→ **Текст**:
Со времен Смуты низовья Волги служили России своего рода сточной канавой. Туда убегали люди субпассионарные, склонные к «воровству», недостаточно энергичные для того, чтобы нести государеву службу или вести крестьянское хозяйство. Волга кормила рыбой, а богатые прибрежные пастбища в изобилии давали мясо. Однако субпассионарии не могли упорядочить собственное существование, да они и не стремились к этому. Их основной деятельностью стали набеги на соседние народы и их грабежи. Отток пассионариев из числа казаков и московских служилых людей на западные границы и в Сибирь сделал низовья Волги практически беззащитными. Результаты этого не замедлили сказаться. Когда среди аморфной «голутвы» (голытьбы) появился талантливый и энергичный вождь — казак с Дона Степан Разин, — последовал взрыв.

→ **Исходный материал**:
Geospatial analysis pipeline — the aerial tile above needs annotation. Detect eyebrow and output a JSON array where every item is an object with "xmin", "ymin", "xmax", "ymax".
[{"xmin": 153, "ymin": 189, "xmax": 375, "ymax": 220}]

→ **Что нужно сделать**:
(a) Выпишите из текста о низовьях Волги все географические названия, которые употреблены в нем как существительные. Дайте их в начальной форме.
(b) Откуда, согласно тексту о низовьях Волги, был родом Степан Разин?
(c) Подхватите текст о низовьях Волги и продолжите его после последнего предложения.

→ **Ответы**:
(a) Россия, Волга, Сибирь, Дон.

(b) Степан Разин был казаком с Дона.

(c)
Перипетии разинской борьбы хорошо известны и не требуют изложения. Важен следующий пункт его «политической программы»: превращение всего населения России в казаков. С этнологической точки зрения, это привело бы к упрощению системы и вряд ли пошло бы на пользу России. Ведь благодаря сословному разнообразию российский суперэтнос мог противостоять врагам и развивать собственную культуру.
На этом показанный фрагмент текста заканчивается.